▶ Document section:

Recently my husband and I took a get away to Furnace Creek Ranch in Death Valley.  For years I wanted to see the desert wildflowers in March.  With all the late rain this year, I was sure the desert would be a blaze with yellow, blue, pink flowers.  We packed up the car, I loaded our cooler with lots of our favorite healthy food for the few days we would be gone.  It is my custom to packed food for our car trips.  When our boys were young, we’d sit on the bed in our shared hotel room feasting on prepared pasta, bean dips, salsa, cucumber, carrot, celery sticks, olives, (always olives and not the ones from a can), tortilla chips, peanut butter, almond butters, nuts and raisins, hard boiled eggs.  Not just to save money, which was a consideration, but to make sure my family had healthy organic foods available to them. We would treat ourselves to a restaurant experience but certainly not for all our meals.

Every trip I go on, I always search out the local natural food store.  In the days before the large natural food chains, this would become a fun adventure.  My boys would roll their eyes, (my husband more patient) not an other health food store. But there was the anticipated promise, of what I refer to as the “healthy junk food” snacks, our boys  and husband loved to eat: carob malt balls, yinnies (brown rice syrup taffy), red raspberry chews, dried apples, cheese puffs, frozen juice pops, Guru Chews and the savory sesame sticks to name a few.  The choices have expanded over the years.  This has become big business.

▶ Data section:
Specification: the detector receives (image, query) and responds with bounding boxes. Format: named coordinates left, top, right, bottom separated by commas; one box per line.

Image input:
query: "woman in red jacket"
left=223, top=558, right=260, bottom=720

* * *

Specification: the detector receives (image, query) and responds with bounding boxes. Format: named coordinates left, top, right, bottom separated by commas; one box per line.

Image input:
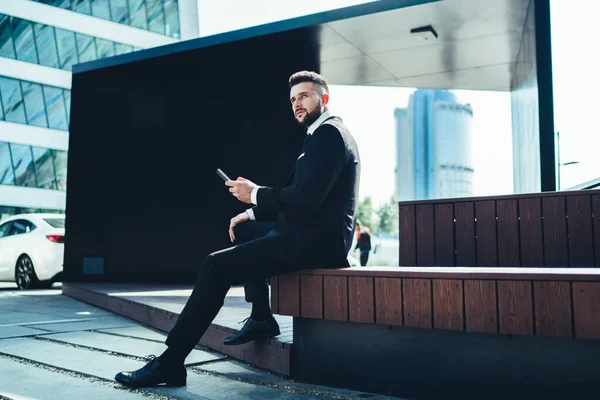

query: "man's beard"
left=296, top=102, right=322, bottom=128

▶ Activity list:
1. Print the part of the Death Valley trip text that begins at the words "Every trip I" and stops after "become big business.".
2. Continue the Death Valley trip text from the point where it stops.
The items come from a different source than the text about the Death Valley trip.

▶ Answers for the tasks:
1.
Every trip I go on, I always search out the local natural food store.  In the days before the large natural food chains, this would become a fun adventure.  My boys would roll their eyes, (my husband more patient) not an other health food store. But there was the anticipated promise, of what I refer to as the “healthy junk food” snacks, our boys  and husband loved to eat: carob malt balls, yinnies (brown rice syrup taffy), red raspberry chews, dried apples, cheese puffs, frozen juice pops, Guru Chews and the savory sesame sticks to name a few.  The choices have expanded over the years.  This has become big business.

2.
Today my older adult son who traveled back and forth across the US teaching musical theater to children, told me he’d look for a local health food store.  He’s the one who rolled his eyes the most and the one who definitely loved his treats. So the tradition is carried on.  Sadly, he also informed me that most smaller towns, don’t have a health food store, though it sure was exciting when he’d discover one, searching out his old favorite treats.  Over the years in our family travels, more and more farmers markets began to happen so the local farmers market was added to my inquiry.  Of course I couldn’t resist buying way to much produce.  We would stuff ourselves on fresh fruits and veggies.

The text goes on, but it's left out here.